(Texte cité)
================

Des mesures d’un caractère beaucoup plus large que celles qu’indique la note du Gouvernement ottoman sont donc nécessaires pour que la Porte s’acquitte des engagements qu’elle a contractés à Berlin.

L’insuffisance des réformes proposées est telle, en général, qu’il semble inutile de discuter les défauts du projet de la Porte. Les observations suivantes toutefois s’imposent en quelque sorte à l’esprit :

En déclarant, en premier lieu, que les administrateurs des communes devront être des fonctionnaires du Gouvernement, choisis par le pouvoir central parmi les membres élus du Conseil communal, au lieu d’être élus par le Conseil communal lui-même, la Porte affirme le principe de la centralisation jusqu’au dernier degré de la hiérarchie administrative.

La Porte a d’ailleurs omis de dire, en ce qui concerne les Administrateurs et les membres des Conseils de commune, s’ils seront nommés à titre viager ou seulement pour un temps. Elle ne dit pas davantage à qui appartiendra le droit de les révoquer de leurs fonctions en cas d’incapacité. Ce droit appartiendra-t-il au Conseil de préfecture qui les nomme ou à une autre autorité ?

================

[Enregistrements de pointage d'objets nommés]
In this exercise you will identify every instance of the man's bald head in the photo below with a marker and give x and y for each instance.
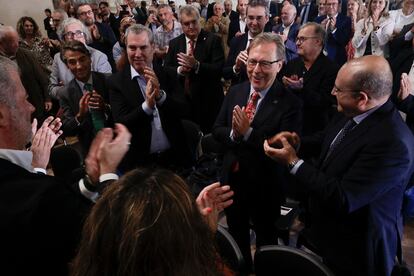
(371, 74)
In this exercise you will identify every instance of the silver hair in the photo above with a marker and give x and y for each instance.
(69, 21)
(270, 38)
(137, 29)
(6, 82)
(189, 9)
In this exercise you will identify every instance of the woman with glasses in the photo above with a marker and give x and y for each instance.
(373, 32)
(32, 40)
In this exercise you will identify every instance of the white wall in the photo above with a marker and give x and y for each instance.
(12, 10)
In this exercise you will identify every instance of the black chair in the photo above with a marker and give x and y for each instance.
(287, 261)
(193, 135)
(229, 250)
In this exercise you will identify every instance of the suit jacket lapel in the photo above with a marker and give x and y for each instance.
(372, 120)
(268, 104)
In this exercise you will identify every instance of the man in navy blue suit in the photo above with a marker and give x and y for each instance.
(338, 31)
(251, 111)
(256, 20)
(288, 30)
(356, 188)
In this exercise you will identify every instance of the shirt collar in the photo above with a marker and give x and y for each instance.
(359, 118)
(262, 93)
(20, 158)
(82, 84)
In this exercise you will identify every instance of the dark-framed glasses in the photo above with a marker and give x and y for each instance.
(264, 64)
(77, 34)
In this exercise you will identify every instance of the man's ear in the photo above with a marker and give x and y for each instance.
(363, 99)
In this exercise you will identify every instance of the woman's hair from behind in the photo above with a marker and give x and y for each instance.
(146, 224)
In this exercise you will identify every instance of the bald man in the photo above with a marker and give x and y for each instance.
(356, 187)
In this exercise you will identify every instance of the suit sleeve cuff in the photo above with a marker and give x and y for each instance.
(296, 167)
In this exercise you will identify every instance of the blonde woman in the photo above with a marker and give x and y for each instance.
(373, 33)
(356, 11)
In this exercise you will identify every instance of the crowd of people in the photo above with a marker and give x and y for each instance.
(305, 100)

================

(Liste des tâches)
1 – Reprenez tout ce qui va de « La Porte a d’ailleurs » jusqu'à « une autre autorité ? » dans le texte sur les réformes de la Porte, en substituant « Conseil de district » à « Conseil de préfecture ».
2 – D'après le texte sur les réformes de la Porte, par qui les administrateurs des communes devraient-ils être choisis selon le projet ottoman ?

(Solutions)
1 –
La Porte a d’ailleurs omis de dire, en ce qui concerne les Administrateurs et les membres des Conseils de commune, s’ils seront nommés à titre viager ou seulement pour un temps. Elle ne dit pas davantage à qui appartiendra le droit de les révoquer de leurs fonctions en cas d’incapacité. Ce droit appartiendra-t-il au Conseil de district qui les nomme ou à une autre autorité ?

2 – Par le pouvoir central, parmi les membres élus du Conseil communal.